DESCRIPTION OF THE TASK:
From the items below, pick out each line that contains the word "jacket" and copy it out in full.

:::::

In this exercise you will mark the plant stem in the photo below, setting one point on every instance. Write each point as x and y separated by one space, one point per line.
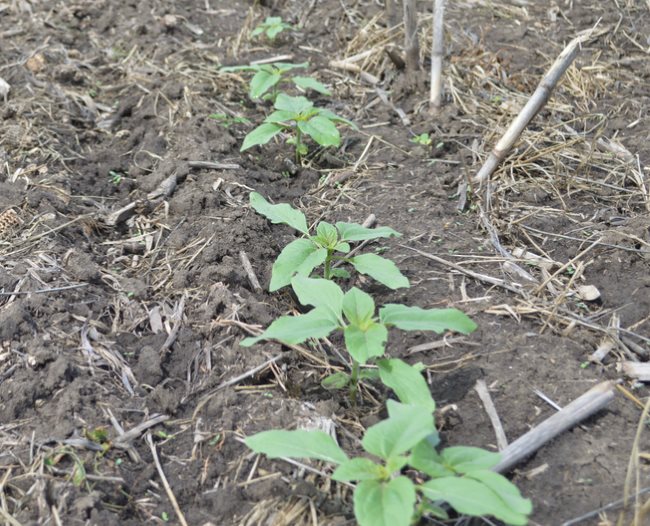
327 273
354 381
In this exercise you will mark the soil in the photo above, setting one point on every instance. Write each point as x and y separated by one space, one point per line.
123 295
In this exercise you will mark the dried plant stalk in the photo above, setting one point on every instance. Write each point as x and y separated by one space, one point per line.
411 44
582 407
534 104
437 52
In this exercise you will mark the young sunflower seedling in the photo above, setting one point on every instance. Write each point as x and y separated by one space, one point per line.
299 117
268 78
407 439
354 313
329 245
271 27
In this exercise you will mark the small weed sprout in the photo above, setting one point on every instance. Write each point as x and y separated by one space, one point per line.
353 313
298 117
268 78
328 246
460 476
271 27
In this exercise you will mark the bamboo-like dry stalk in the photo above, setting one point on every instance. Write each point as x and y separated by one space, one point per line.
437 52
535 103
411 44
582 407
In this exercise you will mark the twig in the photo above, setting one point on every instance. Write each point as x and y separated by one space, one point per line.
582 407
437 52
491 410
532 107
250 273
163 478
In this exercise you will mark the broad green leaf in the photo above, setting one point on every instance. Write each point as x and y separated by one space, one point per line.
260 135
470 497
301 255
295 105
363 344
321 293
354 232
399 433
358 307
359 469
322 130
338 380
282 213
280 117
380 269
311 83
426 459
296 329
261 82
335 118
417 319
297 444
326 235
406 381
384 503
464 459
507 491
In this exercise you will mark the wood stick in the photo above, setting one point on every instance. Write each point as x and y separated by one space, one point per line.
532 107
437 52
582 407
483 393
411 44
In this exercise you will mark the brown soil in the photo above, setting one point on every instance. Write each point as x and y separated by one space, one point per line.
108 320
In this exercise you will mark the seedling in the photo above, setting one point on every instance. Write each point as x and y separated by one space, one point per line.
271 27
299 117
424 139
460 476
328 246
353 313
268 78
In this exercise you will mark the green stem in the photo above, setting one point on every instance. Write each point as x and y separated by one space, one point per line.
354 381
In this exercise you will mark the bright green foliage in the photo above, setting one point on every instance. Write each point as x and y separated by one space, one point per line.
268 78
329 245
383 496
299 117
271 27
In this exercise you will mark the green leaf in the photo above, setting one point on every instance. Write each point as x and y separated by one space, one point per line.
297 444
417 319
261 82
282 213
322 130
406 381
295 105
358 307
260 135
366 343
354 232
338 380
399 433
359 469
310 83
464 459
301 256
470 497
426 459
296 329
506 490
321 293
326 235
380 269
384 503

:::::

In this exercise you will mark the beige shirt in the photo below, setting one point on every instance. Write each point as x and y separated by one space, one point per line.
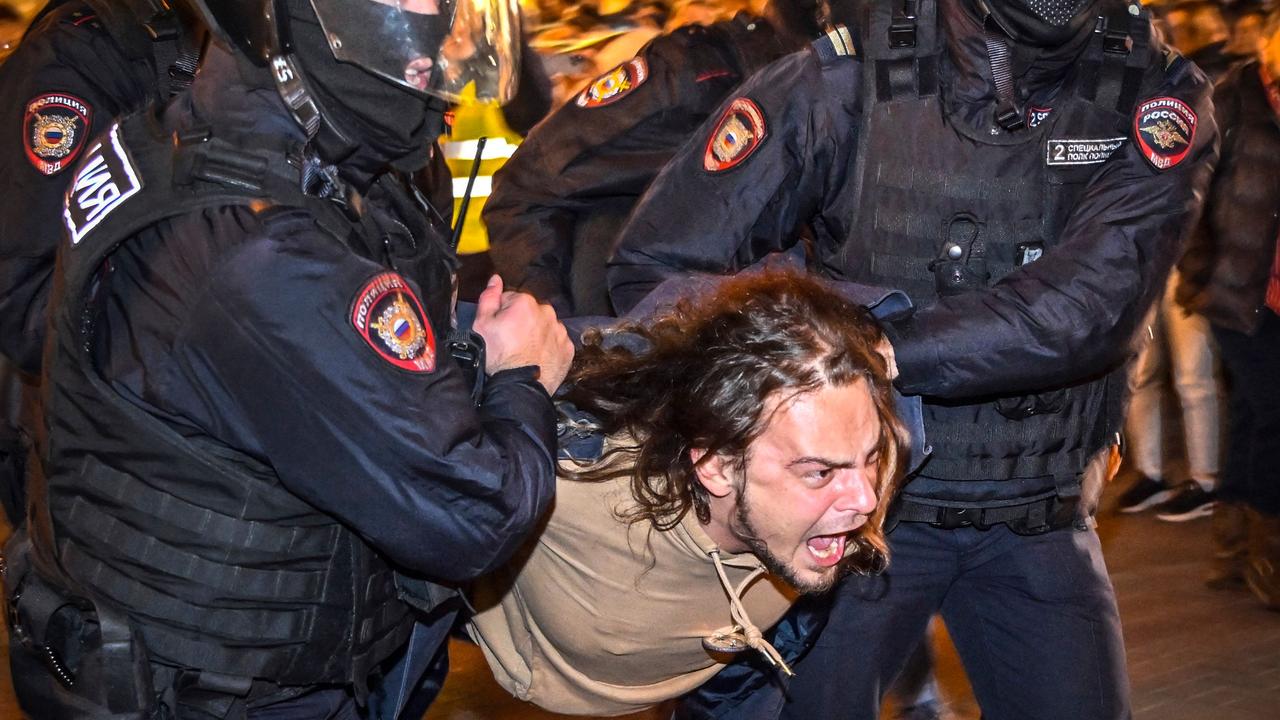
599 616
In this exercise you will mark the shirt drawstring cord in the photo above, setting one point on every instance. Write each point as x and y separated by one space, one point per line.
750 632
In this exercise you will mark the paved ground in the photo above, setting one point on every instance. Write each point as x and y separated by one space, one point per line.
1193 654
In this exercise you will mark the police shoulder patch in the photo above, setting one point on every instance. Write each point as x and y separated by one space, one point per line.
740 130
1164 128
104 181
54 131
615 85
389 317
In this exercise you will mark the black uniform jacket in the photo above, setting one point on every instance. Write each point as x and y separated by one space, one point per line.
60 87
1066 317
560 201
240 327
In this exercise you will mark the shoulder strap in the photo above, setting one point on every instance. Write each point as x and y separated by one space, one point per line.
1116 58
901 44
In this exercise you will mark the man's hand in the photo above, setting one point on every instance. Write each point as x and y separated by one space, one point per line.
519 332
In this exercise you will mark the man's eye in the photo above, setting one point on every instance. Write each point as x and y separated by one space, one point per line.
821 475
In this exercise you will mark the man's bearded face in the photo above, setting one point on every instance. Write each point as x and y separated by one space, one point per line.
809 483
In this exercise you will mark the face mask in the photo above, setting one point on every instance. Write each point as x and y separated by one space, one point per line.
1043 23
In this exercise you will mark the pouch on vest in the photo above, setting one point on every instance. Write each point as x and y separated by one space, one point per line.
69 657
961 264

:::::

TASK OUTPUT:
In this exercise you will mark the black uniform jacket in the photo above, setting one point on every instance. Write each point as x and y separated by one space, one point per line.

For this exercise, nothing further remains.